Start of PASSAGE PROVIDED

24. The language of Article 226 does not permit
such an action and once the Court finds no merits in the challenge, writ
petition will have to be dismissed and the question of granting further relief
after dismissal of the writ, does not arise. Consequently, once a writ is
dismissed, all the interim reliefs granted would also go.
25. This Court has already passed an interim order
on 1.3.2013 granting bail to the appellant on certain conditions. The said
order will continue till the completion of the trial. However, if the appellant
is not co-operating with the investigation, the State can always move for vacating
the order. The appeal is accordingly dismissed as above.
……………………………..J.
(K. S.
Radhakrishnan)
New
Delhi,
January
16, 2014.
REPORTABLE
IN THE
SUPREME COURT OF INDIA
CRIMINAL
APPELLATE JURISDICTION
CRIMINAL
APPEAL NO. 146/2014
(arising
out of Special Leave Petition (Crl.) No. 7439/2013)

End of PASSAGE PROVIDED
Start of TASK MATERIAL

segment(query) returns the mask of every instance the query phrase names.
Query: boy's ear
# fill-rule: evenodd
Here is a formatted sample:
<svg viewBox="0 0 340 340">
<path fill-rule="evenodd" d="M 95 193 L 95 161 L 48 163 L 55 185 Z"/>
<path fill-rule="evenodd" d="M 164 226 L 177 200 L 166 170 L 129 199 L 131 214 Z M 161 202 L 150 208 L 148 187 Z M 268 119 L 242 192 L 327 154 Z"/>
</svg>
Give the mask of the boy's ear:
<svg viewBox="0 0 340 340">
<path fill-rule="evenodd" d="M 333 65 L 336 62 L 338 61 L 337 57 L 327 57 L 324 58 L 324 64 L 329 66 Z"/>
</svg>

End of TASK MATERIAL
Start of TASK MATERIAL

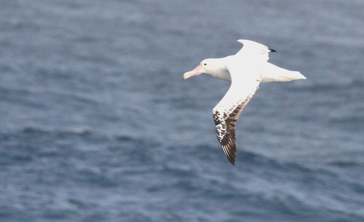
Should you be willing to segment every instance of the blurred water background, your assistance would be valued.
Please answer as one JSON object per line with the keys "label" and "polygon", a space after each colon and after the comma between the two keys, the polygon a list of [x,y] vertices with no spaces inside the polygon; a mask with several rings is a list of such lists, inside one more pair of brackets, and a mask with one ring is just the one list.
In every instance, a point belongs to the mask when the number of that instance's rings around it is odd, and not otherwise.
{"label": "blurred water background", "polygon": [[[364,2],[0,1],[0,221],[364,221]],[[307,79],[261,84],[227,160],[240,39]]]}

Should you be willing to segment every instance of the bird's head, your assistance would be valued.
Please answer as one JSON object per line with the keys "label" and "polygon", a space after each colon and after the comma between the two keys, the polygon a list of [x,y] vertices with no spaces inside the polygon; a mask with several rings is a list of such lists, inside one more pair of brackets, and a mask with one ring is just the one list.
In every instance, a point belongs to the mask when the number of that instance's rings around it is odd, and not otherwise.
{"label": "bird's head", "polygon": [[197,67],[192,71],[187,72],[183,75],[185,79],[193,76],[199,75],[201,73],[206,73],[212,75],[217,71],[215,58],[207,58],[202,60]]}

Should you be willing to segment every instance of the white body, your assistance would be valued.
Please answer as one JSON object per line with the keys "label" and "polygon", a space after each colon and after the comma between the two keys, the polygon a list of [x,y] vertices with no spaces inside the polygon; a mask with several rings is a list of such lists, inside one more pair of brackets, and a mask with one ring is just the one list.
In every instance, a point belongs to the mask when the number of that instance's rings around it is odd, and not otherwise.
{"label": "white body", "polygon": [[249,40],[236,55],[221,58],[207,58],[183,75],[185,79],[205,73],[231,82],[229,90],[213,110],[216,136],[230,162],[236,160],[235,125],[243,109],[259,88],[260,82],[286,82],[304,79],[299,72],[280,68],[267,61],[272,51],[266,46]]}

End of TASK MATERIAL

- DIRECTIVES:
a – Answer the following from the court judgment excerpt:
(i) On what date did the Court pass its interim order granting bail to the appellant?
(ii) Until when will that order continue?
(iii) What is the number of the criminal appeal?
b – In the records, echo the stretch from the line containing "segment(query) returns the" through the line containing "95 193 L 95", reproducing each line verbatim.

- ANSWERS TO EACH TASK:
a –
(i) 1.3.2013
(ii) Till the completion of the trial
(iii) 146/2014

b –
segment(query) returns the mask of every instance the query phrase names.
Query: boy's ear
# fill-rule: evenodd
Here is a formatted sample:
<svg viewBox="0 0 340 340">
<path fill-rule="evenodd" d="M 95 193 L 95 161 L 48 163 L 55 185 Z"/>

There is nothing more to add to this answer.